WORK TASK. Since only part of the material below is wanted, output exactly the lines from the one with "of the cloudy" up to and including the one with "of the sandy".

DATA EXCERPTS.

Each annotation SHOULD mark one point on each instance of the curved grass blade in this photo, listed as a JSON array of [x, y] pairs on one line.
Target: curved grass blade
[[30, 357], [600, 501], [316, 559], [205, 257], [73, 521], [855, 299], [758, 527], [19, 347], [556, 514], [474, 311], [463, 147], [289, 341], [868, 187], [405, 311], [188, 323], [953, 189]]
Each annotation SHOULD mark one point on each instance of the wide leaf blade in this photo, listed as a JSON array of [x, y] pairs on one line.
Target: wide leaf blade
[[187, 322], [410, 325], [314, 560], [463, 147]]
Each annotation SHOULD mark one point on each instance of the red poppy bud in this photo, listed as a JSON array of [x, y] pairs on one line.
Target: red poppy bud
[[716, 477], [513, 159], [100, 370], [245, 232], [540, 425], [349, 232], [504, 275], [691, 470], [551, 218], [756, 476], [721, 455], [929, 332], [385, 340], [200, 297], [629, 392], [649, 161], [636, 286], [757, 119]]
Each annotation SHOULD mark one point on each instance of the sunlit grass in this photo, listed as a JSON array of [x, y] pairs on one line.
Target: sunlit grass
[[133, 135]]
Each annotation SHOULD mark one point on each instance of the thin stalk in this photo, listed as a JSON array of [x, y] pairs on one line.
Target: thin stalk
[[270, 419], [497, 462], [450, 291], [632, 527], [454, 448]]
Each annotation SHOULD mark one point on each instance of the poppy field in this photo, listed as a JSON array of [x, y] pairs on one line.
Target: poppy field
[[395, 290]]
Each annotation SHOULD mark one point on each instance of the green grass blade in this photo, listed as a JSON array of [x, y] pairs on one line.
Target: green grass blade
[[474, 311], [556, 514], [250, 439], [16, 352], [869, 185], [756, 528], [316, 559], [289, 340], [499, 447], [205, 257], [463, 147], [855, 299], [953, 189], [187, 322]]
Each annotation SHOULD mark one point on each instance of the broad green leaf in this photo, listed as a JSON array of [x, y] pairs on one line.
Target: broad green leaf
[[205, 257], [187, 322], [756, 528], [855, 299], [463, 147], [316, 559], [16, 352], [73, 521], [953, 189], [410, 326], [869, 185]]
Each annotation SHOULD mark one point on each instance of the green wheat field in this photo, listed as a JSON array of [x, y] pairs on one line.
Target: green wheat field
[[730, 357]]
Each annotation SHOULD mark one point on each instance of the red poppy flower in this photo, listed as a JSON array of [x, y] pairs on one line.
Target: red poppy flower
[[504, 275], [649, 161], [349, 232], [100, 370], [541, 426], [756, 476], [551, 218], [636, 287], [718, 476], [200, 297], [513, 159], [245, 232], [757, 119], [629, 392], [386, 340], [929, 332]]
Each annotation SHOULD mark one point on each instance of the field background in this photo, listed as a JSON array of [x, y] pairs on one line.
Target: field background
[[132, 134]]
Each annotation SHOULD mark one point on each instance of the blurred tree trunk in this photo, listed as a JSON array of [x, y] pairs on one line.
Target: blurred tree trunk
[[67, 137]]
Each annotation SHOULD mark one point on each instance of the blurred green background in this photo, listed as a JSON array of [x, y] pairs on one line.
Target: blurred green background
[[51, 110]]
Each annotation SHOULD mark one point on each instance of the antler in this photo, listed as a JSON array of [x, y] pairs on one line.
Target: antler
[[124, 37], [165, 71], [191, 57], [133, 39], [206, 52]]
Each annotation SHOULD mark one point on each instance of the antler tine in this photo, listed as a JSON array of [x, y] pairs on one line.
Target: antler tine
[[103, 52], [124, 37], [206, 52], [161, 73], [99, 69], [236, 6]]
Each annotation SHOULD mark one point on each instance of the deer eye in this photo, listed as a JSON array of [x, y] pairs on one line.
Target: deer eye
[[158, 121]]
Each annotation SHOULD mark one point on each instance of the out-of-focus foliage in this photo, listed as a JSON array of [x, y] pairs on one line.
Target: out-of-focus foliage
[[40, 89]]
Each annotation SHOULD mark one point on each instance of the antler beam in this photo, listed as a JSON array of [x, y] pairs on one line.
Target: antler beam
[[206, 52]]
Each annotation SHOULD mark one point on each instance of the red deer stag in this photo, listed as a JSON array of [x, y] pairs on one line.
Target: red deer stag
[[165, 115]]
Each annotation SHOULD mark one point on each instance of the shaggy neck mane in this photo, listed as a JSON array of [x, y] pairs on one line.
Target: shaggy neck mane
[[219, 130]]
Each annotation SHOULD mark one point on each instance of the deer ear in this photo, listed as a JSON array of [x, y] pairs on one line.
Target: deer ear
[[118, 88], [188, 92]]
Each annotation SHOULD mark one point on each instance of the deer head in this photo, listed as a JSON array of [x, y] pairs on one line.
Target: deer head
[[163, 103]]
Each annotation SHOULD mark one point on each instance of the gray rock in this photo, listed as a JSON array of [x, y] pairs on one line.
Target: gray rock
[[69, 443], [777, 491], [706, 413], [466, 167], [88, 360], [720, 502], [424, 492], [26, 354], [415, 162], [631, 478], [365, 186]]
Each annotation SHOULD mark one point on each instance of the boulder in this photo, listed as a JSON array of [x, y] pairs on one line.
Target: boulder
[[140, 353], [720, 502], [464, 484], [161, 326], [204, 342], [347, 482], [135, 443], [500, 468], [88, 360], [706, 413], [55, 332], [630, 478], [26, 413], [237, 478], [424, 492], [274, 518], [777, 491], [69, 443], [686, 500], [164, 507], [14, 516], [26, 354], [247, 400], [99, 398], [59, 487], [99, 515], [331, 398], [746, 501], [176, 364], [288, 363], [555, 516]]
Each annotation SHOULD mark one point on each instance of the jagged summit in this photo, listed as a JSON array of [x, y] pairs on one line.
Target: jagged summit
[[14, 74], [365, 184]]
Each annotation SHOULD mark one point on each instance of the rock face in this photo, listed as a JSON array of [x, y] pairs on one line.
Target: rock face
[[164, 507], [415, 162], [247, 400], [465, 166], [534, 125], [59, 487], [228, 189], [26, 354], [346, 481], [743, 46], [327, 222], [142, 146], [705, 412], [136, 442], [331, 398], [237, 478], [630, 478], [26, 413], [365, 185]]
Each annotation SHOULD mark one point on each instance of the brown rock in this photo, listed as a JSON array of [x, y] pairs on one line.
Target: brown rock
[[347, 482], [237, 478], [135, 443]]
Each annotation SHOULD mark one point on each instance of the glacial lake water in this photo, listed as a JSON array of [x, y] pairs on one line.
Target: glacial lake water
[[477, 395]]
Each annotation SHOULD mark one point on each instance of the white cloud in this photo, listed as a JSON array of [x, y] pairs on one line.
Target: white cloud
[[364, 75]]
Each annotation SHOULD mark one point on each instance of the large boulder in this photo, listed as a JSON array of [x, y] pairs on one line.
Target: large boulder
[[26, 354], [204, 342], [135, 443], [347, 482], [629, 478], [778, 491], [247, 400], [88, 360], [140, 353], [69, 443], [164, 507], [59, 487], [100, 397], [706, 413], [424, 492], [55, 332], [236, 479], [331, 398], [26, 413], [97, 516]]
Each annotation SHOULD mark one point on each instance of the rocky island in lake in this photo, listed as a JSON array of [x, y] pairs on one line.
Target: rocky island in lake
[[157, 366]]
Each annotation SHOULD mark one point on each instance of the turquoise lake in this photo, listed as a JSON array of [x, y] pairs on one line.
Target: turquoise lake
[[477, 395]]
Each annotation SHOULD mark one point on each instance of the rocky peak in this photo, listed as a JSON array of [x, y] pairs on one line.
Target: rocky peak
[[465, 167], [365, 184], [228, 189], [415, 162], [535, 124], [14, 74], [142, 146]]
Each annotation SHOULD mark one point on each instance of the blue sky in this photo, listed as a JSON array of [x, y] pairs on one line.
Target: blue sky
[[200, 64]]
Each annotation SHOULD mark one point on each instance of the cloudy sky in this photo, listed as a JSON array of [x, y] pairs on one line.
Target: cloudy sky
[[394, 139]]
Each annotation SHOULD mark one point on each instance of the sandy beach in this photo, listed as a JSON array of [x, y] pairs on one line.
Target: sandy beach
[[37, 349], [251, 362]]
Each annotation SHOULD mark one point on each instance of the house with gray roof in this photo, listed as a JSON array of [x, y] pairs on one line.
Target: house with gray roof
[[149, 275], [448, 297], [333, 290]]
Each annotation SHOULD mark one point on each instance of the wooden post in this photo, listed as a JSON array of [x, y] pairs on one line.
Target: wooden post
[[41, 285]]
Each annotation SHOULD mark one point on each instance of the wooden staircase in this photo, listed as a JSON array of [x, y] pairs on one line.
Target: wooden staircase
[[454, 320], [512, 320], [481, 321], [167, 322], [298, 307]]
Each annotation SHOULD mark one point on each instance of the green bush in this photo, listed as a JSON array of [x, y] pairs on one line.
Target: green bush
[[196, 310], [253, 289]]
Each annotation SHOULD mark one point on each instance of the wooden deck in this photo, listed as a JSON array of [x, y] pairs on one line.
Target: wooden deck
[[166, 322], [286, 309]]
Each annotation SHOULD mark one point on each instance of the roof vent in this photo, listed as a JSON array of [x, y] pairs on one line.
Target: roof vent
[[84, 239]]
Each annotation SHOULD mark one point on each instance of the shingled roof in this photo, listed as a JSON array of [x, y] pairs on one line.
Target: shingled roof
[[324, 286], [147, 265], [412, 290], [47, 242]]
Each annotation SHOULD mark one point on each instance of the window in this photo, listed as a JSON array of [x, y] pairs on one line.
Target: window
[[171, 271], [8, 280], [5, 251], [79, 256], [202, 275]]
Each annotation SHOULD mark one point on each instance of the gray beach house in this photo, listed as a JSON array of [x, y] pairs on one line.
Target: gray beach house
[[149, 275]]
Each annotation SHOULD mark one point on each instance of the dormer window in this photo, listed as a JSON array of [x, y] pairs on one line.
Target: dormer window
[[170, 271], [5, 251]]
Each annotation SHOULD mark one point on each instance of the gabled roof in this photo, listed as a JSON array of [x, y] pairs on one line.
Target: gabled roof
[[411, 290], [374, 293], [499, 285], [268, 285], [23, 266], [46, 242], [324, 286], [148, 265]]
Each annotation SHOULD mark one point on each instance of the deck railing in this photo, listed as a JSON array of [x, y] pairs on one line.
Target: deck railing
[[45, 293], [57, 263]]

ANSWER BELOW.
Each annotation SHOULD mark one point on each instance of the cloudy sky in this photo, listed as a JSON array of [x, y] pairs on one line.
Target: cloudy sky
[[394, 139]]
Each annotation SHOULD mark one point on each instance of the sandy beach in this photo, listed as a JSON array of [x, y] pairs on one line.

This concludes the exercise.